WHAT IS NEEDED: Present all of the lines below as a Markdown table with the columns Row and Line, numbering each line and skipping any blank ones. Omit the pictures from the table.

Excerpts from segmentation records:
-*-*-
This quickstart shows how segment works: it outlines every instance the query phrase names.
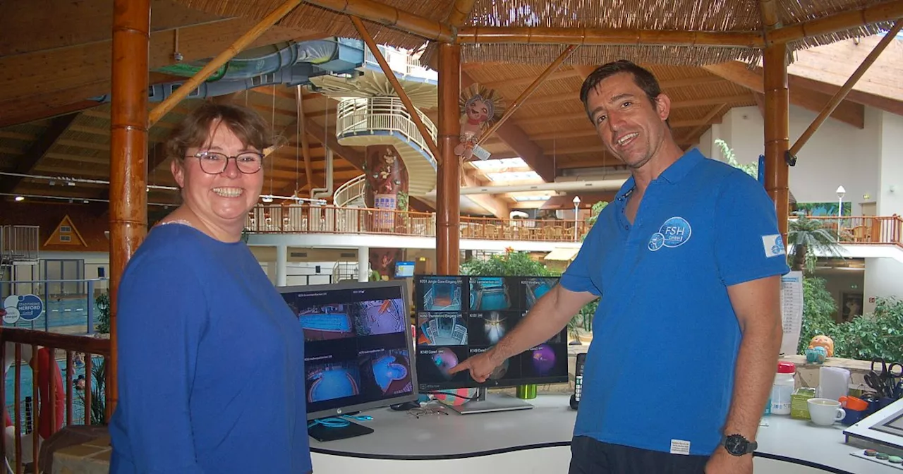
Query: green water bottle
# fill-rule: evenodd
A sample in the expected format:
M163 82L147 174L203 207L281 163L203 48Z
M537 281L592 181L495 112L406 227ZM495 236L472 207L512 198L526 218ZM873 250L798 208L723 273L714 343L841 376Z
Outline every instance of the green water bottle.
M529 400L536 397L536 384L528 386L517 386L517 398Z

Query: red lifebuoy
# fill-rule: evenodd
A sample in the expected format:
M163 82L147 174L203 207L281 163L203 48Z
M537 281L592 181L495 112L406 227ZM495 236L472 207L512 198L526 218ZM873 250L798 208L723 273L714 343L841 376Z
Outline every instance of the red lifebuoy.
M54 398L51 400L51 380L54 386ZM62 375L60 373L60 364L53 357L50 348L38 349L38 393L40 394L40 412L38 415L38 434L42 438L50 438L51 434L62 428L63 418L66 416L66 393L62 386ZM56 402L54 404L54 402ZM51 424L51 411L56 408L55 423ZM90 410L86 406L85 410Z

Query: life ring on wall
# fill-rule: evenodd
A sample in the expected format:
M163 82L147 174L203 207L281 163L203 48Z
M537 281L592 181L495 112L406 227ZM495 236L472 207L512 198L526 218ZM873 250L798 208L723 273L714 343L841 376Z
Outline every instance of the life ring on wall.
M11 345L11 344L10 344ZM31 347L23 344L22 346L22 358L23 360L28 360L32 362ZM7 347L6 349L6 364L5 364L5 373L9 371L10 366L14 363L12 360L13 354L14 354L12 348ZM41 348L38 349L38 423L37 427L38 434L43 438L50 438L51 434L62 428L63 421L66 416L66 392L64 391L62 385L62 374L61 373L60 364L57 363L56 358L53 357L53 351L50 348ZM54 386L54 400L51 400L51 383ZM51 410L56 410L55 420L53 420L53 424L51 423ZM5 407L4 407L4 421L6 426L12 426L13 421L10 417L10 414L6 412Z

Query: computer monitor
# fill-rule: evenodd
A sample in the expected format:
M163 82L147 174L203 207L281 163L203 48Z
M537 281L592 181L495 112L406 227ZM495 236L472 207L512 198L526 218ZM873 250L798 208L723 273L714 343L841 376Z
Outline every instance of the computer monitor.
M410 278L414 276L414 262L396 262L396 278Z
M304 331L308 420L417 399L404 281L278 290Z
M566 329L511 357L483 383L467 371L449 374L471 355L497 344L557 283L557 277L417 275L416 367L421 393L481 388L479 403L454 407L461 413L479 413L532 408L517 400L484 403L486 388L568 382Z

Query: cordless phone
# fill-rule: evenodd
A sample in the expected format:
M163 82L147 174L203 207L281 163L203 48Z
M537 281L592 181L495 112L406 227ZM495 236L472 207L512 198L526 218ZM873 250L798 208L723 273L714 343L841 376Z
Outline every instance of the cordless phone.
M586 352L577 354L577 367L574 369L573 395L571 395L571 408L577 409L580 404L580 397L583 393L583 364L586 363Z

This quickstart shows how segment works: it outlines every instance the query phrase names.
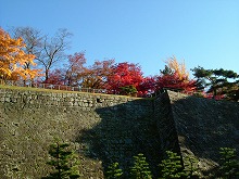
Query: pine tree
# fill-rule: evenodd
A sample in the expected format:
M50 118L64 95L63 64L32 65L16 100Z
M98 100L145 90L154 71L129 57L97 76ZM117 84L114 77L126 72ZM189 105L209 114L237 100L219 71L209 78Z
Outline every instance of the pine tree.
M50 145L49 154L52 159L47 162L53 166L54 171L43 179L76 179L79 178L77 156L68 149L68 143L59 141Z
M122 178L123 171L118 167L118 163L113 163L108 167L108 171L105 174L106 179L118 179Z
M221 170L224 174L223 177L239 177L239 162L236 159L236 149L221 148L219 154L223 163L221 166Z
M137 156L134 156L134 166L130 168L131 179L152 179L149 164L143 154L139 153Z
M160 164L162 178L174 179L174 178L186 178L186 174L183 171L180 156L177 153L166 151L167 158L163 159Z
M184 172L187 178L199 177L198 163L199 159L197 159L193 156L186 156L184 158L184 166L185 166Z

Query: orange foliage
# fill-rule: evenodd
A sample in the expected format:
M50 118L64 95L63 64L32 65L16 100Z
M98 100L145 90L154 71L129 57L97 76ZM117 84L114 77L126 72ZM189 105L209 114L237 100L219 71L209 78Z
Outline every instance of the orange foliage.
M178 63L175 56L165 61L171 69L178 75L179 79L189 79L189 73L186 71L186 65L184 63Z
M33 79L39 76L39 69L24 69L24 64L35 65L35 55L26 54L22 48L23 39L12 39L8 33L0 28L0 78L2 79Z

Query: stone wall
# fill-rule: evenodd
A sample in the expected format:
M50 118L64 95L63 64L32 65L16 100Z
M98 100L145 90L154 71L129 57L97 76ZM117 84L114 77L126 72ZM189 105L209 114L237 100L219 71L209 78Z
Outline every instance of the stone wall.
M174 122L171 99L167 91L162 91L154 100L154 117L160 135L161 151L172 151L180 154L178 136Z
M128 178L143 153L159 178L166 150L199 159L201 175L218 167L219 148L239 151L239 105L163 91L155 99L78 92L0 89L1 179L41 178L50 171L49 145L70 142L81 178L103 178L118 162Z
M168 95L184 163L197 158L199 171L210 178L218 174L219 148L236 149L239 156L239 103L172 91Z
M49 145L60 138L79 153L83 178L103 178L118 162L126 170L143 153L158 168L153 101L120 95L0 89L0 176L41 178Z

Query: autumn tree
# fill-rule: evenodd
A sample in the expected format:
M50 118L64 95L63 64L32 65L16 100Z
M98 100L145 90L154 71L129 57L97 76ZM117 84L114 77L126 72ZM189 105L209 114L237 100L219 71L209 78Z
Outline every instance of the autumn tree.
M181 92L196 90L196 81L189 78L185 63L178 63L175 56L166 61L165 68L156 77L156 88L167 88Z
M13 39L0 28L0 77L2 79L33 79L38 69L25 68L24 65L35 65L35 55L26 54L23 50L25 43L22 38Z
M89 66L83 78L84 88L105 89L109 88L109 77L113 75L114 60L95 61Z
M64 84L67 86L79 86L83 82L83 76L86 73L86 57L84 52L76 52L74 55L67 56L68 61L65 64Z
M113 67L113 74L109 76L109 91L112 93L121 93L121 88L134 86L137 91L140 84L143 81L141 68L134 63L118 63Z
M43 66L45 81L49 78L49 73L56 62L65 59L65 50L68 48L68 38L72 36L66 29L59 29L52 38L45 37L42 51L37 56L38 64Z
M40 57L40 53L43 47L43 38L41 31L33 27L13 27L11 34L14 38L22 38L25 47L23 48L26 54L33 54L36 59ZM33 68L30 63L26 63L24 68Z
M234 71L219 69L204 69L201 66L191 69L193 76L197 78L200 87L206 90L207 93L213 93L215 99L217 95L228 94L230 98L238 99L238 74Z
-*-*-
ANSWER TO THE PROBLEM:
| Row | Line |
|---|---|
| 1 | This quickstart shows how segment works: it outlines every instance the query phrase names. |
| 2 | Query: green water bottle |
| 3 | # fill-rule: evenodd |
| 4 | A sample in the expected format: |
| 5 | M163 82L147 174L203 207L281 163L203 48Z |
| 6 | M537 281L592 181L495 112L406 227ZM495 236L472 207L512 198L526 218ZM873 250L798 208L723 273L714 343L841 376Z |
| 7 | Outline every instance of the green water bottle. |
| 8 | M529 400L536 397L536 384L528 386L517 386L517 398Z |
| 9 | Query: red lifebuoy |
| 10 | # fill-rule: evenodd |
| 11 | A sample in the expected format: |
| 12 | M163 82L147 174L203 207L281 163L203 48Z |
| 13 | M537 281L592 181L495 112L406 227ZM495 236L472 207L512 198L526 218ZM873 250L798 208L723 273L714 343L841 376Z |
| 14 | Outline every instance of the red lifebuoy. |
| 15 | M54 398L51 400L51 380L54 386ZM62 375L60 373L60 364L53 357L50 348L38 349L38 393L40 394L40 412L38 415L38 434L42 438L50 438L51 434L62 428L63 418L66 416L66 393L62 386ZM56 402L54 404L54 402ZM51 424L51 411L56 408L55 423ZM90 410L86 406L85 410Z |
| 16 | Query: life ring on wall |
| 17 | # fill-rule: evenodd |
| 18 | A sample in the expected format: |
| 19 | M163 82L147 174L203 207L281 163L203 48Z |
| 20 | M537 281L592 181L495 112L406 227ZM495 236L472 207L512 198L526 218ZM873 250L798 208L723 273L714 343L841 376Z |
| 21 | Outline every instance of the life ring on wall. |
| 22 | M11 345L11 344L10 344ZM31 347L23 344L22 346L22 358L23 360L28 360L32 362ZM7 347L6 349L6 364L5 364L5 373L9 371L10 366L14 363L12 360L13 354L14 354L12 348ZM41 348L38 349L38 423L37 427L38 434L43 438L50 438L51 434L62 428L63 421L66 416L66 392L64 391L62 385L62 374L61 373L60 364L57 363L56 358L53 357L53 351L50 348ZM54 386L54 400L51 400L51 383ZM51 410L56 410L55 420L53 420L53 424L51 423ZM5 407L4 407L4 421L6 426L12 426L13 421L10 417L10 414L6 412Z |
| 23 | Query: computer monitor |
| 24 | # fill-rule: evenodd |
| 25 | A sample in the expected format: |
| 26 | M163 82L147 174L203 207L281 163L203 48Z |
| 27 | M537 281L592 181L495 112L406 227ZM495 236L472 207L512 198L526 218ZM873 250L798 208L723 273L714 343L841 376Z |
| 28 | Outline every instance of the computer monitor. |
| 29 | M410 278L414 276L414 262L396 262L396 278Z |
| 30 | M304 331L308 420L417 399L404 281L278 290Z |
| 31 | M566 329L511 357L483 383L467 371L449 374L471 355L497 344L557 283L557 277L417 275L416 367L421 393L481 388L479 403L454 407L461 413L479 413L532 408L517 400L484 403L486 388L568 382Z |
| 32 | Query: cordless phone |
| 33 | # fill-rule: evenodd |
| 34 | A sample in the expected format: |
| 35 | M163 82L147 174L203 207L281 163L203 48Z |
| 36 | M537 281L592 181L495 112L406 227ZM495 236L472 207L512 198L526 218ZM873 250L798 208L723 273L714 343L841 376Z |
| 37 | Outline every instance of the cordless phone. |
| 38 | M586 352L577 354L577 367L574 369L573 395L571 395L571 408L577 409L580 404L580 397L583 393L583 364L586 363Z |
| 39 | This quickstart shows how segment works: it outlines every instance the query phrase names. |
| 40 | Query: pine tree |
| 41 | # fill-rule: evenodd |
| 42 | A sample in the expected format: |
| 43 | M50 118L64 95L63 64L32 65L16 100Z |
| 44 | M98 100L145 90L154 71L129 57L97 76ZM117 84L114 77L126 72ZM189 105L209 114L237 100L219 71L209 78Z |
| 45 | Outline every instance of the pine tree. |
| 46 | M50 145L49 154L52 159L47 162L53 166L54 171L43 179L76 179L79 178L77 156L68 149L68 143L59 141Z |
| 47 | M122 178L123 171L118 167L118 163L113 163L108 167L108 171L105 174L106 179L118 179Z |
| 48 | M221 170L224 174L223 177L239 177L239 162L236 159L236 149L221 148L219 154L223 163L221 166Z |
| 49 | M137 156L134 156L134 166L130 168L131 179L152 179L149 164L143 154L139 153Z |
| 50 | M160 164L162 178L174 179L174 178L186 178L186 174L183 171L180 156L177 153L166 151L167 158L163 159Z |
| 51 | M184 172L187 178L199 177L198 163L199 159L197 159L193 156L186 156L184 158L184 166L185 166Z |
| 52 | Query: orange foliage |
| 53 | # fill-rule: evenodd |
| 54 | A sample in the expected format: |
| 55 | M50 118L64 95L63 64L32 65L16 100Z |
| 56 | M98 100L145 90L154 71L129 57L97 76ZM117 84L114 77L126 72ZM189 105L209 114L237 100L219 71L209 78Z |
| 57 | Outline every instance of the orange foliage. |
| 58 | M178 63L175 56L165 61L171 69L178 75L179 79L189 79L189 73L186 71L186 65L184 63Z |
| 59 | M33 79L39 76L39 69L24 69L24 64L35 65L35 55L26 54L22 48L23 39L12 39L8 33L0 28L0 78L2 79Z |
| 60 | Query: stone wall |
| 61 | # fill-rule: evenodd |
| 62 | A sample in the expected format: |
| 63 | M50 118L64 95L63 64L32 65L16 100Z |
| 64 | M98 100L145 90L154 71L129 57L97 76ZM117 84L114 77L126 72ZM189 105L209 114L237 100L219 71L209 78Z |
| 65 | Outline every instance of the stone wall. |
| 66 | M174 122L171 99L167 91L162 91L154 100L154 117L160 135L161 151L172 151L180 154L178 136Z |
| 67 | M128 178L143 153L159 178L166 150L199 159L201 175L218 167L219 148L239 151L239 105L163 91L155 99L78 92L0 89L1 179L41 178L50 171L49 145L70 142L81 178L103 178L118 162Z |
| 68 | M168 95L184 163L197 158L199 171L210 178L218 174L219 148L236 149L239 156L239 103L172 91Z |
| 69 | M49 145L60 138L79 153L83 178L103 178L118 162L126 170L143 153L158 168L153 101L120 95L0 89L0 176L41 178Z |
| 70 | Query: autumn tree |
| 71 | # fill-rule: evenodd |
| 72 | A sample in the expected format: |
| 73 | M50 118L64 95L63 64L32 65L16 100Z |
| 74 | M98 100L145 90L154 71L129 57L97 76ZM117 84L114 77L126 72ZM189 105L209 114L237 100L219 71L209 78Z |
| 75 | Outline every instance of the autumn tree. |
| 76 | M181 92L196 90L196 81L189 78L185 63L178 63L175 56L166 61L165 68L156 77L156 88L167 88Z |
| 77 | M13 39L0 28L0 77L2 79L33 79L38 69L25 68L24 65L35 65L35 55L26 54L23 50L25 43L22 38Z |
| 78 | M89 66L83 78L84 88L105 89L109 88L109 77L113 75L114 60L95 61Z |
| 79 | M64 84L67 86L79 86L83 82L83 76L86 73L86 57L84 52L76 52L74 55L67 56L68 61L65 64Z |
| 80 | M113 67L113 74L109 76L109 91L112 93L121 93L121 88L134 86L137 91L140 84L143 81L141 68L134 63L118 63Z |
| 81 | M43 66L45 81L49 78L49 73L56 62L65 59L65 50L68 48L68 38L72 36L66 29L59 29L52 38L45 37L42 51L37 56L38 64Z |
| 82 | M40 57L40 53L43 47L43 38L41 31L33 27L13 27L11 34L14 38L22 38L25 47L23 48L26 54L33 54L36 59ZM33 68L30 63L26 63L24 68Z |
| 83 | M234 71L219 69L204 69L201 66L191 69L193 76L197 78L200 87L206 90L207 93L213 93L215 99L217 95L228 94L230 98L238 99L238 74Z |